**Exercise data**.
↓
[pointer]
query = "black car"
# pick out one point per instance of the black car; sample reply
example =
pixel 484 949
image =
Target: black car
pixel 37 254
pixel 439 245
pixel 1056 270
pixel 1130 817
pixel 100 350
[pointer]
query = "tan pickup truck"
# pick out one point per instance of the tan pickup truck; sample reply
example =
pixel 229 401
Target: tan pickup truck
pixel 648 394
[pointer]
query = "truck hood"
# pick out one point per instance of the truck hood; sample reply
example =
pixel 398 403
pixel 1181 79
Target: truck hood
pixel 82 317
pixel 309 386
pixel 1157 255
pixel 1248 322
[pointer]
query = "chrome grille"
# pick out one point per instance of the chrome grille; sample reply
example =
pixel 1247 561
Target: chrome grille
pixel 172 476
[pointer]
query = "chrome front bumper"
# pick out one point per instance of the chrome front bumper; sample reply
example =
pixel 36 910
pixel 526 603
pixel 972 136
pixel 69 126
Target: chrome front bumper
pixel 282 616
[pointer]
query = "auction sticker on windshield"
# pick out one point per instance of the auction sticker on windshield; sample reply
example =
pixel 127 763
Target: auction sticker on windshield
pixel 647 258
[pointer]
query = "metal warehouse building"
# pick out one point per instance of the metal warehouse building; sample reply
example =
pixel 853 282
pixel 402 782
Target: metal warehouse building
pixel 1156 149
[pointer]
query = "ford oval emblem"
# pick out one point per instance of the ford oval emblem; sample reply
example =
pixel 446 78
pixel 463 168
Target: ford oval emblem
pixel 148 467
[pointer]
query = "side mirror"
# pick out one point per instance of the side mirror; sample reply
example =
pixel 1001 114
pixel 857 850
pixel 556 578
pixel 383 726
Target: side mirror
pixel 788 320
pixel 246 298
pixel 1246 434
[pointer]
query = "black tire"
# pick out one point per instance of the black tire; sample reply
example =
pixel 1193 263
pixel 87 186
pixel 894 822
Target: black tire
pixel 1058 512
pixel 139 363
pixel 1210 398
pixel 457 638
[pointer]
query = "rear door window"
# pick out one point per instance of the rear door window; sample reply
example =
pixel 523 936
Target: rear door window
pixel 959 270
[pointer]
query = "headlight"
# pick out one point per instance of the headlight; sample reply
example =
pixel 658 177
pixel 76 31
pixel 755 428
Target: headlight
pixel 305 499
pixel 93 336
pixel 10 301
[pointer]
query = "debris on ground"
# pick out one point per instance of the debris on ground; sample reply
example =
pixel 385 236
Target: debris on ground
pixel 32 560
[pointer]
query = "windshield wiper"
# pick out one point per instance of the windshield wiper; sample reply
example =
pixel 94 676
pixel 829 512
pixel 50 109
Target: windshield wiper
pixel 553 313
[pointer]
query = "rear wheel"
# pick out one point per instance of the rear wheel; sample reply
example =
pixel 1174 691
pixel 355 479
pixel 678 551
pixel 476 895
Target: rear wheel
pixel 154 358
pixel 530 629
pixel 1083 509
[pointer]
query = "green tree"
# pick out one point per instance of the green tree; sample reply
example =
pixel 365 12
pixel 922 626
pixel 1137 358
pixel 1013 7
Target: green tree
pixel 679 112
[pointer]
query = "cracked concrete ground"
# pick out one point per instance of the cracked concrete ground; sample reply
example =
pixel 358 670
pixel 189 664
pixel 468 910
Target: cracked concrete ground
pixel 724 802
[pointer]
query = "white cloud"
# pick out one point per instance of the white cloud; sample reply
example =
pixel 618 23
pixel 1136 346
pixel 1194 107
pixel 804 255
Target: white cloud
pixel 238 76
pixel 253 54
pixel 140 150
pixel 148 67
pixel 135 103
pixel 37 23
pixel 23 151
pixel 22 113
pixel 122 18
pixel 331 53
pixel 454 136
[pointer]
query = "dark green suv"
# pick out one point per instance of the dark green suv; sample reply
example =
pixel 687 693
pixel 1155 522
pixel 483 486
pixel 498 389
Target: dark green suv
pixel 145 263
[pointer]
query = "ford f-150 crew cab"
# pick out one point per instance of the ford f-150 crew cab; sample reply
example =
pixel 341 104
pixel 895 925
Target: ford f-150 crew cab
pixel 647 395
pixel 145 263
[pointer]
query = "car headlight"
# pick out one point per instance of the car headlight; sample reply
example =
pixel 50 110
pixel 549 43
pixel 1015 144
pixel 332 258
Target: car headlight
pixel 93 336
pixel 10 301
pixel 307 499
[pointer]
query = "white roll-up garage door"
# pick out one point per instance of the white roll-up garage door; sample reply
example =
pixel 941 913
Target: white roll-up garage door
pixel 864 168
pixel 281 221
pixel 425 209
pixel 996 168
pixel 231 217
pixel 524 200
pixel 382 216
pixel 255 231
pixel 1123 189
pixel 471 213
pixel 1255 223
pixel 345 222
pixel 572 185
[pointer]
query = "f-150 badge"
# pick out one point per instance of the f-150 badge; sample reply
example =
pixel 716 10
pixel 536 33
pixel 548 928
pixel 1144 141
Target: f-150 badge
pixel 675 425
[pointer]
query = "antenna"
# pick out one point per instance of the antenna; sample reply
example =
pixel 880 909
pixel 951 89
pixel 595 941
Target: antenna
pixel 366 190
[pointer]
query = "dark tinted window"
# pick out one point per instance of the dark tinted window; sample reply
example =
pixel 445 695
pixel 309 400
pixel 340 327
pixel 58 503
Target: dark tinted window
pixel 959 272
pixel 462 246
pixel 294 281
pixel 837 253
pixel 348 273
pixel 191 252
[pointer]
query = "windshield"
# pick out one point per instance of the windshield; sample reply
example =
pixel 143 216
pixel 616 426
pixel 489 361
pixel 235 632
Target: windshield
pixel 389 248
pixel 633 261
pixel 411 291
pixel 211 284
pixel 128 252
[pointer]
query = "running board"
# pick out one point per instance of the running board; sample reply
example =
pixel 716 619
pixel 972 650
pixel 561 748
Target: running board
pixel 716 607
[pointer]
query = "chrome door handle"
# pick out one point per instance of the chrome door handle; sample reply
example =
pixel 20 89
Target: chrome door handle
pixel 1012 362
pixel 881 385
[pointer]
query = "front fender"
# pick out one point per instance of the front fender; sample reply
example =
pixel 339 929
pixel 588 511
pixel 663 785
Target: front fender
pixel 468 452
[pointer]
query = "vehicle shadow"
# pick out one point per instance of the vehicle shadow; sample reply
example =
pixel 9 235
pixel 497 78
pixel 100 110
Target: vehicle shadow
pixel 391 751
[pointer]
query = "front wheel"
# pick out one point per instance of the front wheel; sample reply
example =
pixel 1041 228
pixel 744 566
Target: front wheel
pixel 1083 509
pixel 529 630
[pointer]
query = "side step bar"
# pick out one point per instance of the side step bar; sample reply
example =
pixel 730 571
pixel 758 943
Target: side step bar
↑
**Stated exercise**.
Exactly as written above, please repeat the entries.

**Worked solution**.
[pointer]
query = "black car"
# pick out one point per instance of the black car; sample reply
example =
pixel 484 949
image =
Target: black car
pixel 37 254
pixel 439 245
pixel 1056 270
pixel 1130 817
pixel 100 350
[pointer]
query = "tan pickup truck"
# pick out one point per instance of the tan pickup truck; sample reply
example =
pixel 229 401
Target: tan pickup truck
pixel 648 394
[pointer]
query = "truck hood"
# pick out one point per instance of the truck hood; sample reply
example =
pixel 398 403
pixel 1181 79
Target: truck hood
pixel 82 317
pixel 309 386
pixel 1157 255
pixel 1248 322
[pointer]
query = "chrome grille"
# pick out one point per instance of the chrome grille; sample reply
example =
pixel 1247 561
Target: chrome grille
pixel 172 476
[pointer]
query = "chrome front bumper"
# pick out one point per instance of the chrome front bumper; sample reply
example =
pixel 36 910
pixel 526 603
pixel 972 136
pixel 69 126
Target: chrome front bumper
pixel 282 616
[pointer]
query = "auction sticker on windshield"
# pick out one point per instance of the auction sticker on windshield; sample reply
example =
pixel 127 763
Target: auction sticker on windshield
pixel 647 258
[pointer]
query = "metal warehouse building"
# pick out one point per instance of the metal warehouse building; sample reply
example =
pixel 853 282
pixel 402 782
Target: metal warehouse building
pixel 1156 149
[pointer]
query = "ford oval emblem"
# pick out one point per instance of the ford oval emblem; sample reply
example =
pixel 446 78
pixel 463 168
Target: ford oval emblem
pixel 148 467
[pointer]
query = "side mirror"
# pick out one point per instance of the side mirror; sample reply
example =
pixel 1001 114
pixel 857 850
pixel 556 578
pixel 383 726
Target: side mirror
pixel 788 320
pixel 246 298
pixel 1246 434
[pointer]
query = "black tire"
# pick out one point per instance of the black tire; sample reply
example =
pixel 1193 263
pixel 87 186
pixel 894 822
Target: black tire
pixel 1058 512
pixel 139 363
pixel 1210 398
pixel 457 638
[pointer]
query = "rear door window"
# pick out one point per instance of the rear door window; sample reply
example =
pixel 523 936
Target: rear door window
pixel 959 270
[pointer]
query = "headlight"
# pick out one point per instance of the headlight; sample reply
example =
pixel 658 177
pixel 76 31
pixel 755 428
Target: headlight
pixel 305 499
pixel 93 336
pixel 10 301
[pointer]
query = "debris on ground"
# pick out one point per instance of the debris on ground; sample reply
example =
pixel 385 236
Target: debris on ground
pixel 32 560
[pointer]
query = "windshield wiper"
# pick out one point per instance of the windshield wiper; sample reply
example =
pixel 94 676
pixel 829 512
pixel 50 109
Target: windshield wiper
pixel 553 313
[pointer]
query = "rear wheel"
# pick out one point per instance of the rear wheel; sample reply
example =
pixel 1174 691
pixel 355 479
pixel 678 551
pixel 476 895
Target: rear wheel
pixel 154 358
pixel 530 629
pixel 1083 509
[pointer]
query = "green tree"
# pick out one point per instance of the green tree; sample reply
example =
pixel 365 12
pixel 922 626
pixel 1137 358
pixel 1013 7
Target: green tree
pixel 679 112
[pointer]
query = "cracked concrete ground"
# pick out one point per instance of the cracked concrete ground; sample reply
example =
pixel 358 670
pixel 189 664
pixel 468 910
Target: cracked concrete ground
pixel 724 802
[pointer]
query = "white cloud"
# pick out one point per instance of the white cloud; sample reply
example =
pixel 618 23
pixel 1136 346
pixel 1194 107
pixel 804 255
Target: white cloud
pixel 238 76
pixel 253 54
pixel 140 150
pixel 148 67
pixel 135 103
pixel 37 23
pixel 23 151
pixel 22 113
pixel 122 18
pixel 331 53
pixel 454 136
[pointer]
query = "dark green suv"
# pick out one point per instance of the dark green suv; sample reply
example =
pixel 687 693
pixel 1155 522
pixel 483 486
pixel 498 389
Target: dark green suv
pixel 145 263
[pointer]
query = "ford f-150 crew cab"
# pick out one point per instance of the ford f-150 crew cab; sample reply
example =
pixel 341 104
pixel 895 925
Target: ford f-150 crew cab
pixel 647 395
pixel 145 263
[pointer]
query = "car headlight"
# pick out one point per instance of the car headlight; sample reply
example =
pixel 50 110
pixel 549 43
pixel 1015 144
pixel 332 258
Target: car headlight
pixel 93 336
pixel 10 301
pixel 307 499
[pointer]
query = "white roll-up garage door"
# pick out one point per instance of the white roll-up garage door; sample reply
example =
pixel 941 913
Target: white roll-up garage door
pixel 864 168
pixel 281 221
pixel 425 209
pixel 996 168
pixel 231 217
pixel 524 200
pixel 382 216
pixel 255 231
pixel 1123 189
pixel 471 213
pixel 1255 223
pixel 345 222
pixel 572 185
[pointer]
query = "f-150 badge"
# pick out one point per instance of the f-150 badge; sample reply
example =
pixel 716 10
pixel 536 33
pixel 548 928
pixel 1144 141
Target: f-150 badge
pixel 675 425
[pointer]
query = "antenna"
# pick out one point per instance of the antenna; sample reply
example =
pixel 880 909
pixel 951 89
pixel 595 941
Target: antenna
pixel 366 190
[pointer]
query = "dark tinted window"
# pick out one point per instance of the dark tinted window; sample reply
example =
pixel 445 695
pixel 309 400
pixel 340 327
pixel 58 503
Target: dark tinted window
pixel 959 272
pixel 462 246
pixel 294 281
pixel 837 253
pixel 348 273
pixel 191 252
[pointer]
query = "windshield"
# pick out one point per instance of the windshield; sample reply
example =
pixel 143 216
pixel 616 426
pixel 489 361
pixel 235 632
Target: windshield
pixel 389 248
pixel 633 261
pixel 411 291
pixel 211 284
pixel 128 252
[pointer]
query = "running board"
# pick out one point per instance of the running board; sample reply
example =
pixel 716 619
pixel 972 650
pixel 561 748
Target: running board
pixel 716 607
[pointer]
query = "chrome door handle"
# pick out one point per instance of the chrome door handle; sample reply
example =
pixel 20 89
Target: chrome door handle
pixel 1012 362
pixel 881 385
[pointer]
query = "front fender"
# pick out one point per instance of the front fender; sample reply
example =
pixel 339 929
pixel 588 511
pixel 663 785
Target: front fender
pixel 468 452
[pointer]
query = "vehicle shadow"
# pick out one point per instance of the vehicle shadow; sample reply
example =
pixel 9 235
pixel 497 78
pixel 100 110
Target: vehicle shadow
pixel 391 751
[pointer]
query = "front wheel"
# pick out one point per instance of the front wheel; sample reply
example =
pixel 1041 228
pixel 744 566
Target: front wheel
pixel 1083 509
pixel 529 630
[pointer]
query = "side step bar"
# pick out one point per instance of the side step bar; sample reply
example =
pixel 730 571
pixel 758 943
Target: side step bar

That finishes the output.